Rewrite the entries below with every occurrence of "quickstart" changed to "tutorial" and nothing else altered.

>> BEGIN

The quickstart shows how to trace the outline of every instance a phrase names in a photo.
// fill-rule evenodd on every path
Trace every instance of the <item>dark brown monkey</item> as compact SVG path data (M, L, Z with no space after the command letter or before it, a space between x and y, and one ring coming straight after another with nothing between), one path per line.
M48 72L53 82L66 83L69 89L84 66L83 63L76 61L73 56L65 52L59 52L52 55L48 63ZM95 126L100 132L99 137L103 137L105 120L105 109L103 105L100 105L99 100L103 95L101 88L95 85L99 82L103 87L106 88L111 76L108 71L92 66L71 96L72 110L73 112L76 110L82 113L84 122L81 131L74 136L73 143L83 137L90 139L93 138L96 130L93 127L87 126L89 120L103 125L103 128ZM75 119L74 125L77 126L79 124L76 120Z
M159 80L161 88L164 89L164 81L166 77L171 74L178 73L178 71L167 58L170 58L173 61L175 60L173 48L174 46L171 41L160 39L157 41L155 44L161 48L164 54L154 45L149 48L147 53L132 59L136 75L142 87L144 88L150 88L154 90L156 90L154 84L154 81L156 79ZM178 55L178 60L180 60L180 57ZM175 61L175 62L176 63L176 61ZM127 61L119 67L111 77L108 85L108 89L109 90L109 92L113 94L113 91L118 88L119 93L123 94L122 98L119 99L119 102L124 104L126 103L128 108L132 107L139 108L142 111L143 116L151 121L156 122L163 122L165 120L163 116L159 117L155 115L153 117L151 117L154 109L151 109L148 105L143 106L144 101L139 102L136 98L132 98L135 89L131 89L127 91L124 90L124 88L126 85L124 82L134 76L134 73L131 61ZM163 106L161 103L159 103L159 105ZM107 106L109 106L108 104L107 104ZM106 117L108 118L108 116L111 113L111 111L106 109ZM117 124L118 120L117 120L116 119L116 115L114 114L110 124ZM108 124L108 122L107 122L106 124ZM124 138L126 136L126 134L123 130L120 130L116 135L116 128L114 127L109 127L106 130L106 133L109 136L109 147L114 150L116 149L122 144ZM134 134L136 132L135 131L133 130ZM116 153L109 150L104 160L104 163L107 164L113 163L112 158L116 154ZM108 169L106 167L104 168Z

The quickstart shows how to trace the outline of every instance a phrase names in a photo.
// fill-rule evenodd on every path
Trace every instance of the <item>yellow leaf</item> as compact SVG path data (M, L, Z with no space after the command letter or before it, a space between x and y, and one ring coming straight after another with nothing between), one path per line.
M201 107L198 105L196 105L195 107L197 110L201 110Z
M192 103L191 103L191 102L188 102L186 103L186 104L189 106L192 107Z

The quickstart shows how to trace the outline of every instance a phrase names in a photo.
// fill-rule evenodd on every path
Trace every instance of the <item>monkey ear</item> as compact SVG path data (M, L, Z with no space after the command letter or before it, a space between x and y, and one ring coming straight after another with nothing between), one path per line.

>> END

## Written solution
The tutorial shows how to trace the outline of every instance a phrase names in a photo.
// fill-rule evenodd on every path
Trace every instance of the <item>dark brown monkey</item> as compact SVG path data (M, L, Z with no space after the command letter or before it, a space between x and y, and one ring coming straight after another with nothing between), one path per line.
M48 72L53 82L66 83L69 89L84 66L83 63L76 61L73 56L65 52L59 52L52 55L48 63ZM95 126L100 132L99 137L103 137L105 120L105 109L103 105L100 105L99 100L103 95L101 88L95 85L99 82L103 87L106 88L111 76L108 71L92 66L71 96L72 110L73 112L76 110L82 113L84 122L81 131L74 136L73 143L83 137L90 139L93 138L96 130L93 127L87 126L89 120L103 125L103 128ZM75 119L74 125L77 126L79 124L76 120Z
M159 80L161 88L164 89L164 81L166 77L171 74L178 73L178 71L167 58L170 58L173 61L175 60L173 48L174 46L171 41L160 39L157 41L155 44L161 48L164 54L154 45L149 48L147 53L132 59L136 75L142 87L144 88L150 88L154 90L156 90L154 84L154 81L156 79ZM178 55L178 60L180 60L180 57ZM175 61L175 62L176 63L176 61ZM127 61L119 67L111 77L108 85L108 89L109 90L109 92L113 94L113 91L118 88L119 93L123 94L122 98L119 99L119 102L124 104L126 103L128 108L132 107L139 108L142 111L143 116L151 121L156 122L163 122L165 120L163 116L159 117L155 115L153 117L151 117L154 109L151 109L148 105L143 106L144 101L139 102L136 98L132 98L135 89L131 89L127 91L124 90L124 88L126 85L124 82L134 76L134 73L131 61ZM163 106L161 103L159 103L159 105ZM107 106L109 106L108 104L107 104ZM106 117L108 118L108 116L111 113L111 111L106 109ZM117 124L118 120L117 120L116 119L116 115L114 114L110 124ZM108 124L108 122L107 122L106 124ZM124 138L126 136L126 134L123 130L120 130L116 135L116 128L114 127L109 127L106 130L106 133L109 136L109 147L114 150L116 149L122 144ZM134 134L136 132L135 131L133 130ZM116 153L109 150L104 160L104 163L107 164L113 163L112 158L116 154ZM108 169L106 167L104 168Z

The tutorial shows how to trace the outline of every instance a phrase names in a photo.
// fill-rule evenodd on every path
Trace every instance of the <item>yellow leaf</item> as compact SVG path data (M, L, Z with no space after the command letter or before it, a space between x and y, and one ring coming straight after another with nothing between), one path per line.
M201 107L198 105L196 105L195 107L197 110L201 110Z
M192 103L191 103L191 102L188 102L186 103L186 104L189 106L192 107Z

The tutorial shows how to trace the outline of every instance a phrase names in a photo.
// fill-rule evenodd on every path
Trace every instance of the <item>monkey ear</item> as compact SVG path data (M, L, Z with no space after the command letter or before it, a space between x and y, and one ring coming straight after another with nothing between), one path per line.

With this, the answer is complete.